**Available records:**

────────────────────────────────────────

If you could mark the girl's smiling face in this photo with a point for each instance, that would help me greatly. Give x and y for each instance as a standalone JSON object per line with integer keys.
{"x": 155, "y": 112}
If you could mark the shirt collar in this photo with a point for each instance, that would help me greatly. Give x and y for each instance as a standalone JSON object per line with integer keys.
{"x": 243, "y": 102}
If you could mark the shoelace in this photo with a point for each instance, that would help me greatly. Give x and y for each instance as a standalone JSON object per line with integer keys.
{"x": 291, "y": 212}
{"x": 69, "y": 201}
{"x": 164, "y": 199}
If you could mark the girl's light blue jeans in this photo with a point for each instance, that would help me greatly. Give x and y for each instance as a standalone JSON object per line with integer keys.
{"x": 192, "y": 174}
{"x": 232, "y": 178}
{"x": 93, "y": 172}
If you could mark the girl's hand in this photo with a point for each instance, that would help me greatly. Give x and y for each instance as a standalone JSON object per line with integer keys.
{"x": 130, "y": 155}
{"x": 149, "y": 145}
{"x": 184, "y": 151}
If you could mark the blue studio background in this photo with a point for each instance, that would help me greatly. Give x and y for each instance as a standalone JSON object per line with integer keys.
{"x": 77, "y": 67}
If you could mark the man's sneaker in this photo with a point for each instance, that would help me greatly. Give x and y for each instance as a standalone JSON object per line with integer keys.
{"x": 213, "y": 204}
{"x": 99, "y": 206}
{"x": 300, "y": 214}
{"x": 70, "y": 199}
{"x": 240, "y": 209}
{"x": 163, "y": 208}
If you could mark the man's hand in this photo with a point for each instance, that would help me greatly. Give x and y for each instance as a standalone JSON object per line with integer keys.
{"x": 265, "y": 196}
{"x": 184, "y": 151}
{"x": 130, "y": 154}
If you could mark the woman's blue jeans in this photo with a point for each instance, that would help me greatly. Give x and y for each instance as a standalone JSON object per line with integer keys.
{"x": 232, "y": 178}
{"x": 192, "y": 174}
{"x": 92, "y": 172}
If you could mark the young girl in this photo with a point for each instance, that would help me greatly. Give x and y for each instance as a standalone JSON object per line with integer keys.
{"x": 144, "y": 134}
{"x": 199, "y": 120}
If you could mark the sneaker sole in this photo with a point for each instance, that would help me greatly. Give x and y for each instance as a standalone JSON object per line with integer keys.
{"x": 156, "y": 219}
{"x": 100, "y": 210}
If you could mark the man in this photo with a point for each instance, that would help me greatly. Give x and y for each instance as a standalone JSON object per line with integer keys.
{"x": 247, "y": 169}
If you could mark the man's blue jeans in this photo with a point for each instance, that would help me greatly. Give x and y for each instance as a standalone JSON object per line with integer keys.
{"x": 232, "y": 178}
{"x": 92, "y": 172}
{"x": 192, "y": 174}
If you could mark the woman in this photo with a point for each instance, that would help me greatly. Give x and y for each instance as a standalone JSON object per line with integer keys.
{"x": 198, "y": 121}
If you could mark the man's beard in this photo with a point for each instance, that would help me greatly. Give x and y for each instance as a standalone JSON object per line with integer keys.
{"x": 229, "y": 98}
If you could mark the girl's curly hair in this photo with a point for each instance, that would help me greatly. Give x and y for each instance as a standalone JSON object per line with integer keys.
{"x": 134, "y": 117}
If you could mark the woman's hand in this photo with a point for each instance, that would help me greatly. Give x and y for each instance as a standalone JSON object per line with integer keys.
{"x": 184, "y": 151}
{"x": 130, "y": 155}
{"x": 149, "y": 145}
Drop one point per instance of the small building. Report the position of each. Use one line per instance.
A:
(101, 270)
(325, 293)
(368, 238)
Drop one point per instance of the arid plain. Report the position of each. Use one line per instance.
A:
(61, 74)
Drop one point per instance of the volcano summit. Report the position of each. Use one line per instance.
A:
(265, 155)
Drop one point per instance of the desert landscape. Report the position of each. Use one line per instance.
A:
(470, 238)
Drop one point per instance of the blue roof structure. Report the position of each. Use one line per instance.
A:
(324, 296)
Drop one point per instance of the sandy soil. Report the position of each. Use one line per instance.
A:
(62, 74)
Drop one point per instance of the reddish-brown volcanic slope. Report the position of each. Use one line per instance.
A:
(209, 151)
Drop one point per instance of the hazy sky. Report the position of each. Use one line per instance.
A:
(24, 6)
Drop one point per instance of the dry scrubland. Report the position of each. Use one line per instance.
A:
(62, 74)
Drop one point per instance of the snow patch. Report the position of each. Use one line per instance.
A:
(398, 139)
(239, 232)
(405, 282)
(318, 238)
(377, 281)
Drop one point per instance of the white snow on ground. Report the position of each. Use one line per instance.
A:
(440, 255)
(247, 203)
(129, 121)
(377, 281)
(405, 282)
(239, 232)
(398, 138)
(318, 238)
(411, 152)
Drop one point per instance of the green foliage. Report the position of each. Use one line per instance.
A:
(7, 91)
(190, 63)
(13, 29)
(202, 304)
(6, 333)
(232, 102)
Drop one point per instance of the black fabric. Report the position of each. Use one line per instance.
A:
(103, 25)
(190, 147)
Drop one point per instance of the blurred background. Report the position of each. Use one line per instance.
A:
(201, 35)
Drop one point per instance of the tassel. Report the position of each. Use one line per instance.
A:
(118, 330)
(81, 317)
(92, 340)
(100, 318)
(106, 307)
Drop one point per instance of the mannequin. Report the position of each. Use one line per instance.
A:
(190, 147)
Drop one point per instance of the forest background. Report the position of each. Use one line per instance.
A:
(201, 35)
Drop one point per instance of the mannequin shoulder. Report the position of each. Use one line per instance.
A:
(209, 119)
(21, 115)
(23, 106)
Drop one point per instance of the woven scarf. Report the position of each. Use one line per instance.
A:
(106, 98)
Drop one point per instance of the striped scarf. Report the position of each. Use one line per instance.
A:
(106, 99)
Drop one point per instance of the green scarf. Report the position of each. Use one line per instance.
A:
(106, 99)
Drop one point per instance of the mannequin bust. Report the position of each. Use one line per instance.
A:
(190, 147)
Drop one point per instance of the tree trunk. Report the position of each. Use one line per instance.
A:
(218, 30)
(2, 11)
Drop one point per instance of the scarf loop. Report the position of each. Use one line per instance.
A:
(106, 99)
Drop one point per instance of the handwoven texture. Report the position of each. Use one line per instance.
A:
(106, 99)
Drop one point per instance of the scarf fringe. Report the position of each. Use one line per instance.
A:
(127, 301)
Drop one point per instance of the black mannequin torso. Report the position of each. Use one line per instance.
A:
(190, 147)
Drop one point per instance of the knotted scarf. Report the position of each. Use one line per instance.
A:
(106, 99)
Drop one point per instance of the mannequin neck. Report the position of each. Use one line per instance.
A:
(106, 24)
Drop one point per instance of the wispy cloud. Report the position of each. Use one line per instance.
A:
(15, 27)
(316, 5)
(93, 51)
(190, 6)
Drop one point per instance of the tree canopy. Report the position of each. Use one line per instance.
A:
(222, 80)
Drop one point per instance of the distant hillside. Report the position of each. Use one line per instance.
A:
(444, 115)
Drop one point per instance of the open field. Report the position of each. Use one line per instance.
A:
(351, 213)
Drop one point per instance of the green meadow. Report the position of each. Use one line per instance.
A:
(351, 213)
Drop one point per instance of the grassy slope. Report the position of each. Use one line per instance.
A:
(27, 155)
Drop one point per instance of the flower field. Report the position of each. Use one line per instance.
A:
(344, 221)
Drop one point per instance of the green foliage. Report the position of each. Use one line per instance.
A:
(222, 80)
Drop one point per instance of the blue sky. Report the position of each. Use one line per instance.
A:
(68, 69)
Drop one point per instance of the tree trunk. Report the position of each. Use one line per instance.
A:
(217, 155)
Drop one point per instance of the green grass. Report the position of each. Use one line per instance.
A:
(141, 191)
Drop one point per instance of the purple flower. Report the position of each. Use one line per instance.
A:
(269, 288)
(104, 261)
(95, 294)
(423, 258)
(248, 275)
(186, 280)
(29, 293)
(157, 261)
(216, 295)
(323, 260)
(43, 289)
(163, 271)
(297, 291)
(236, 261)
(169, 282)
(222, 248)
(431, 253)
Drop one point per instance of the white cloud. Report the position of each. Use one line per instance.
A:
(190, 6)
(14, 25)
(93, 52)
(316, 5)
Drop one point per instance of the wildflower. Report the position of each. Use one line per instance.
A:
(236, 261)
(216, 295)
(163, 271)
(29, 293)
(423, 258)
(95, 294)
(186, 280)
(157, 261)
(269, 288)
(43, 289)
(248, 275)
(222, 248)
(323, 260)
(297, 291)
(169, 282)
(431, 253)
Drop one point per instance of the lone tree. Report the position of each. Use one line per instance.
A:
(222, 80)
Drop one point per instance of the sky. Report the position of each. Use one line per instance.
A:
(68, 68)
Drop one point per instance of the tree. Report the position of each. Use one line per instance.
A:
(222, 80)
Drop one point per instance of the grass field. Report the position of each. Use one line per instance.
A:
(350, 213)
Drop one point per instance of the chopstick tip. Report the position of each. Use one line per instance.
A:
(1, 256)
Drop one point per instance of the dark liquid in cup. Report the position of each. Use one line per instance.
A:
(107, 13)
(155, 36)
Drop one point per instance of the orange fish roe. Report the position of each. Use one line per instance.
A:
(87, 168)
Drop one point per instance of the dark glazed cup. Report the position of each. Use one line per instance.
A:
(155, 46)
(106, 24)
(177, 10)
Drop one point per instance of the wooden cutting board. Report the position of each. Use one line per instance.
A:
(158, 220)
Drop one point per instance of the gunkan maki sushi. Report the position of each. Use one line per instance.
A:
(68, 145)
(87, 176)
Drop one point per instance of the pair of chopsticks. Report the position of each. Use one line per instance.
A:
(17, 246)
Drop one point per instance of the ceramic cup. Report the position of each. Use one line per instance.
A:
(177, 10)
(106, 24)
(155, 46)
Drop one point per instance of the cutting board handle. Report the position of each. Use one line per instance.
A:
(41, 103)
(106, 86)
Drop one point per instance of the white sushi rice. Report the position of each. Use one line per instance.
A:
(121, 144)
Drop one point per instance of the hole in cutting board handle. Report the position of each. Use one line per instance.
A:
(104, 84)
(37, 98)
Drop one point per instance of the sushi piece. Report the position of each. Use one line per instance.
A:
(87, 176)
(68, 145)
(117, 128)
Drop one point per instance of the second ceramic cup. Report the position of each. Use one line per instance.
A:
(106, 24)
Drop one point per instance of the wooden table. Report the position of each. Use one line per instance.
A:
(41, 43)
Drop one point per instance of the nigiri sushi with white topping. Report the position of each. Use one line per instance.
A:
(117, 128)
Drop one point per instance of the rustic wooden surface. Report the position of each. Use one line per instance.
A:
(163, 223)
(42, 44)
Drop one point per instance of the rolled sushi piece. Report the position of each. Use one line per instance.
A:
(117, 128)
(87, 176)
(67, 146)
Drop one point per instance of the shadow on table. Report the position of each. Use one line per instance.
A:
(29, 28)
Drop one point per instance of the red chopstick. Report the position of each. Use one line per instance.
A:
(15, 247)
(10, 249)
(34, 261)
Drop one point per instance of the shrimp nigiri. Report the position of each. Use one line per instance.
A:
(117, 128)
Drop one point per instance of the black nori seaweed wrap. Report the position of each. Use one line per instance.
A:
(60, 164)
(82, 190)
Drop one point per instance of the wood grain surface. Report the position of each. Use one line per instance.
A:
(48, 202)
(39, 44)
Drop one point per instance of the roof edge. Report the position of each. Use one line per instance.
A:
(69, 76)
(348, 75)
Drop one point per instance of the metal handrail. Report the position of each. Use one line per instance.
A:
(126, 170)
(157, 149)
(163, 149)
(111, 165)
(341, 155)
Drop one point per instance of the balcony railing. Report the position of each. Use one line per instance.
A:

────────────────────────────────────────

Wherever the word "nigiri" appears in the listing above, copy the whole line.

**Reply to the task:**
Drop one point per instance of the nigiri sushi with white topping. Report the position of each. Use one line per instance.
Drop one point per instance of the shrimp nigiri. Report the position of each. Use one line per instance.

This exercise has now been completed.